TEXTO CITADO:
::::

Sobre «La mujer que abrazaba a los árboles», de David Morello

El autor analiza el último poemario de David Morello, indagando en sus influencias y en los temas de fondo que motivan su escritura.
© JOSÉ LUIS MORALES

La mujer que abrazaba a los árboles no es Gea, madre de todas las madres, pero sí lo es; no es la madre del poeta, aunque lo sea; ni la amante del hombre que escribe, que también lo es. La mujer que abrazaba a los árboles es una imagen robusta de la entereza y la ternura femeninas, una metáfora plástica de lo que David Morello entiende por feminidad.

El poeta da vueltas alrededor de ese símbolo trimembre —naturaleza, mujer, contacto—, y lo va afrontando desde distintas perspectivas, no sólo plásticas y retóricas, sino sentimentales e intelectivas, a lo largo de todo este libro. Porque la especial fórmula poética de David Morello, constituida en distintas proporciones de poesía pura, simbolismo y abstracción, puede permitirse esta mirada prismática y hasta caleidoscópica cuando emplea un lenguaje figurativo, sobre eso que él llama “el azaroso asunto de estar vivo”.

::::

MATERIAL RECOPILADO:

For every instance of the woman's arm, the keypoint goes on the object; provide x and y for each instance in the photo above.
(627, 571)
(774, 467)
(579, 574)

::::

TU OBJETIVO: Enumera todas las perspectivas desde las que, según el texto citado sobre el poemario de David Morello, el poeta afronta el símbolo trimembre.

RESPUESTA ESCRITA: Plásticas, retóricas, sentimentales e intelectivas.